Would you print the entire listing exactly, leaving nothing out?

▶ [Given records]

□ □ □ □ □ □ □

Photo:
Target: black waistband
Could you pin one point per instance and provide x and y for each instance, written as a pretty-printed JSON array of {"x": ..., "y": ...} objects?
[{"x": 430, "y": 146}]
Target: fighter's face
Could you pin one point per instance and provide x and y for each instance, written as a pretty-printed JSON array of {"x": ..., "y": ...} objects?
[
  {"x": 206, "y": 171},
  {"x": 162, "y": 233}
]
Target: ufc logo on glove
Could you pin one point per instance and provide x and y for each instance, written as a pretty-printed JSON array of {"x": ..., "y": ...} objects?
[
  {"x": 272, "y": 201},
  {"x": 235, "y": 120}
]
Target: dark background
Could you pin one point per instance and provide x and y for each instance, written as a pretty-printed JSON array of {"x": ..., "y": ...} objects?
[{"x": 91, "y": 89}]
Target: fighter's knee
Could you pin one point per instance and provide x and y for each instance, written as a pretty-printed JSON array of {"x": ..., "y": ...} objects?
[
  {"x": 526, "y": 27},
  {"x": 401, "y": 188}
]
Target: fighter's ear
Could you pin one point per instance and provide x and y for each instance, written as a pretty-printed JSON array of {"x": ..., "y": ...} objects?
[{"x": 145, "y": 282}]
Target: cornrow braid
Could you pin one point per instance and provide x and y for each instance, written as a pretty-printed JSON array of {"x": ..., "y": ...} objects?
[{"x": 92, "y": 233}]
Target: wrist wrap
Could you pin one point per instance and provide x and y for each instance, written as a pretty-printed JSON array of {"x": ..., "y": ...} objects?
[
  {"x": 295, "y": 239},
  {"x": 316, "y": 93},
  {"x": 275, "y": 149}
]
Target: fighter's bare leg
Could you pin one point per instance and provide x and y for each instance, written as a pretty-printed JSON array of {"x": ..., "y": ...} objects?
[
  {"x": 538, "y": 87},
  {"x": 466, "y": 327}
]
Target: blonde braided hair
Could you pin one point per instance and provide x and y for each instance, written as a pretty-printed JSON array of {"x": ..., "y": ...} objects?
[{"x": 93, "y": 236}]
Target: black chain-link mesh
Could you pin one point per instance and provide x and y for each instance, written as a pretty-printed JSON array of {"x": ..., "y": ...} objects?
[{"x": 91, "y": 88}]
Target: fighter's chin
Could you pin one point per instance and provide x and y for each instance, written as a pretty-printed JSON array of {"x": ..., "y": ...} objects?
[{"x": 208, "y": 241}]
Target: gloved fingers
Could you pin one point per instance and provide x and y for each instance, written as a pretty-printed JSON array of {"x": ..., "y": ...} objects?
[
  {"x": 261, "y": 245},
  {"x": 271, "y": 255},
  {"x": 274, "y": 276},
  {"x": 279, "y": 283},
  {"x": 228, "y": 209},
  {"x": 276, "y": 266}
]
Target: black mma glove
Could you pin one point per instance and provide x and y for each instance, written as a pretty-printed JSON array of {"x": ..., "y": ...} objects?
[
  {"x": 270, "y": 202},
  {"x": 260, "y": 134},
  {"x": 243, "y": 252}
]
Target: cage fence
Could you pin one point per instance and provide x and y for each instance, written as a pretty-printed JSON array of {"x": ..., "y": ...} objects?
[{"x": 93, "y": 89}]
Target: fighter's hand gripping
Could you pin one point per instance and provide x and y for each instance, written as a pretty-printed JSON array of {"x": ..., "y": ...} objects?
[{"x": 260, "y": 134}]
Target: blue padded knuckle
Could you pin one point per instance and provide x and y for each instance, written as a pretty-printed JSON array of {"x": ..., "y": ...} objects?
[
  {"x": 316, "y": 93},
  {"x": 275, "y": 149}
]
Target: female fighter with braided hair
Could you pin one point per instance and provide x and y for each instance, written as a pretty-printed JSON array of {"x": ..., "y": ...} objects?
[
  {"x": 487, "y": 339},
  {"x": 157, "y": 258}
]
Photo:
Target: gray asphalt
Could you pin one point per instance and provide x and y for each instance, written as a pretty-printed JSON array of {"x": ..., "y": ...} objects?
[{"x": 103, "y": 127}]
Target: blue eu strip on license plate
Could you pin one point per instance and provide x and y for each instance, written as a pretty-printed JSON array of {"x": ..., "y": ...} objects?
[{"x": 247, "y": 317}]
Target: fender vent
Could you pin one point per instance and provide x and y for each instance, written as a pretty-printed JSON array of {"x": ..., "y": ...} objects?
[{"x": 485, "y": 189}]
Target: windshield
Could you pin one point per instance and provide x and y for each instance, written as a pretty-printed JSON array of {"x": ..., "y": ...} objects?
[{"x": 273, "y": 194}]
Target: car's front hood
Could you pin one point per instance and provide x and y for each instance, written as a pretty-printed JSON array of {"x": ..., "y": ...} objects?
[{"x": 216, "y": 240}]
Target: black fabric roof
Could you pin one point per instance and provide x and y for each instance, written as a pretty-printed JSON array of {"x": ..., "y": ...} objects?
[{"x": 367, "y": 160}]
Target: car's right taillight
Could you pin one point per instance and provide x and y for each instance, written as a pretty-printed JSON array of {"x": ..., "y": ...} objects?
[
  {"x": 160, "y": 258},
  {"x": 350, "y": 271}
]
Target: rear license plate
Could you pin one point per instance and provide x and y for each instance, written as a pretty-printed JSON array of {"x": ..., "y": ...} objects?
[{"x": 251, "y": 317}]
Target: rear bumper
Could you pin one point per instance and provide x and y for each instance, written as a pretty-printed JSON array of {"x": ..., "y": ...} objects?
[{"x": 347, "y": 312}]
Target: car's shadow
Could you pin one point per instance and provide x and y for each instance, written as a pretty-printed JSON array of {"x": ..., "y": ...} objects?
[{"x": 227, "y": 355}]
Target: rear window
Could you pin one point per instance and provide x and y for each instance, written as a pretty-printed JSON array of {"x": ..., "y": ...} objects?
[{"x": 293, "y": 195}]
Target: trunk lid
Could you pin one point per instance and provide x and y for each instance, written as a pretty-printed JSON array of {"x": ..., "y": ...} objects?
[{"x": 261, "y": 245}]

□ □ □ □ □ □ □

▶ [Answer space]
Photo:
Target: black waistband
Could you pin one point per instance and provide x and y for each instance, written as a pretty-printed JSON array of {"x": ..., "y": ...} objects?
[{"x": 430, "y": 146}]
Target: fighter's face
Could you pin one point per instance and provide x and y for each instance, written as a pretty-printed JSON array of {"x": ..., "y": ...} objects?
[
  {"x": 206, "y": 171},
  {"x": 162, "y": 233}
]
Target: ufc logo on glove
Could you pin one point per instance and provide x and y for each instance, written as a pretty-printed JSON array of {"x": ..., "y": ...} objects?
[
  {"x": 272, "y": 201},
  {"x": 235, "y": 120}
]
Target: dark background
Could you pin one point per instance and provide x and y for each instance, written as a pretty-printed JSON array of {"x": ..., "y": ...} objects?
[{"x": 91, "y": 89}]
Target: fighter's knee
Could you pin one point per instance and provide x and y for each instance, written as a pretty-printed JSON array of {"x": ..., "y": ...} objects?
[
  {"x": 526, "y": 27},
  {"x": 401, "y": 188}
]
Target: fighter's ear
Could you pin one point per instance and provide x and y for each instance, written as a pretty-printed JSON array of {"x": ..., "y": ...} objects?
[{"x": 145, "y": 282}]
Target: cornrow braid
Could you pin one point per instance and provide x and y for each instance, written as a pretty-printed JSON array of {"x": ..., "y": ...} objects?
[{"x": 92, "y": 233}]
Target: wrist wrap
Could you pin one point per instance and provide x and y for each instance, written as a pretty-printed JSON array of {"x": ..., "y": ...} objects?
[
  {"x": 295, "y": 239},
  {"x": 316, "y": 93},
  {"x": 275, "y": 149}
]
Target: fighter's bare leg
Could you pin one point per instance and provide x and y for each instance, written as a pretty-printed JSON array of {"x": ..., "y": ...} objects?
[
  {"x": 538, "y": 87},
  {"x": 466, "y": 327}
]
Target: blonde braided hair
Could you pin one point per instance and provide x and y for each instance, written as a pretty-printed JSON array of {"x": ..., "y": ...} objects?
[{"x": 93, "y": 236}]
Target: black chain-link mesh
Could you pin one point per instance and provide x and y for each instance, written as a pretty-printed JSON array of {"x": ..., "y": ...} objects?
[{"x": 91, "y": 88}]
Target: fighter's chin
Could you pin one point per instance and provide x and y for each instance, written as a pretty-printed JSON array of {"x": ..., "y": ...} objects?
[{"x": 208, "y": 241}]
Target: gloved fingers
Could you pin one point per instance and provide x and y for each instance, written as a pretty-printed JSON array of {"x": ..., "y": ...} objects?
[
  {"x": 261, "y": 245},
  {"x": 271, "y": 255},
  {"x": 274, "y": 276},
  {"x": 279, "y": 283},
  {"x": 228, "y": 209},
  {"x": 276, "y": 266}
]
Target: black mma glove
Could you pin one point per instance and provide x and y for each instance, written as a pretty-printed JSON array of {"x": ..., "y": ...} objects?
[
  {"x": 270, "y": 202},
  {"x": 260, "y": 134},
  {"x": 243, "y": 252}
]
Target: cage fence
Could you pin one point per instance and provide x and y for each instance, written as a pretty-printed JSON array of {"x": ..., "y": ...} objects?
[{"x": 93, "y": 89}]
Target: fighter's hand gripping
Could you pin one point per instance and provide x and y for each instance, written as a pretty-printed JSON array of {"x": ..., "y": ...} objects?
[{"x": 260, "y": 134}]
Target: blue padded knuckle
Could you pin one point per instance and provide x and y for each instance, written as a pretty-printed JSON array of {"x": ..., "y": ...} objects?
[
  {"x": 316, "y": 93},
  {"x": 275, "y": 149}
]
Target: female fighter with braided hair
Could you pin one point per instance and provide x and y for each instance, written as a pretty-printed JSON array of {"x": ..., "y": ...} objects?
[
  {"x": 487, "y": 339},
  {"x": 157, "y": 258}
]
Photo:
Target: gray asphalt
Could you pin one point per instance and provide x and y for each instance, written as a pretty-printed JSON array of {"x": ..., "y": ...} objects?
[{"x": 103, "y": 127}]
Target: blue eu strip on license plate
Could you pin one point per instance and provide x and y for each instance, written as a pretty-printed JSON array of {"x": ..., "y": ...} objects?
[{"x": 247, "y": 317}]
Target: fender vent
Could you pin one point per instance and provide x and y for each instance, written as a pretty-printed JSON array of {"x": ..., "y": ...} objects?
[{"x": 485, "y": 189}]
Target: windshield
Could you pin one point per instance and provide x and y for each instance, written as a pretty-printed JSON array of {"x": ..., "y": ...} objects?
[{"x": 273, "y": 194}]
Target: car's front hood
Could you pin one point per instance and provide x and y for each instance, written as a pretty-printed JSON array of {"x": ..., "y": ...} objects?
[{"x": 216, "y": 240}]
Target: black fabric roof
Could you pin one point per instance and provide x and y for each instance, written as a pretty-printed JSON array of {"x": ..., "y": ...} objects?
[{"x": 367, "y": 160}]
Target: car's right taillight
Could you pin one point per instance and provide x and y for each instance, written as a pretty-printed JSON array of {"x": ..., "y": ...} objects?
[
  {"x": 160, "y": 258},
  {"x": 350, "y": 271}
]
Target: rear license plate
Could you pin one point per instance and provide x and y for each instance, written as a pretty-printed JSON array of {"x": ..., "y": ...} objects?
[{"x": 251, "y": 317}]
Target: rear bumper
Could you pin one point per instance and provide x and y for each instance, written as a pretty-printed JSON array of {"x": ..., "y": ...} objects?
[{"x": 347, "y": 312}]
Target: car's shadow
Could you pin one point per instance and provide x and y for each instance, written as a pretty-printed JSON array of {"x": ..., "y": ...} objects?
[{"x": 227, "y": 355}]
Target: rear window
Could you pin one point per instance and provide x and y for each instance, written as a pretty-printed JSON array of {"x": ..., "y": ...} objects?
[{"x": 293, "y": 195}]
Target: trunk lid
Could you pin one point per instance and provide x and y for each instance, written as a pretty-printed JSON array of {"x": ..., "y": ...} objects?
[{"x": 261, "y": 245}]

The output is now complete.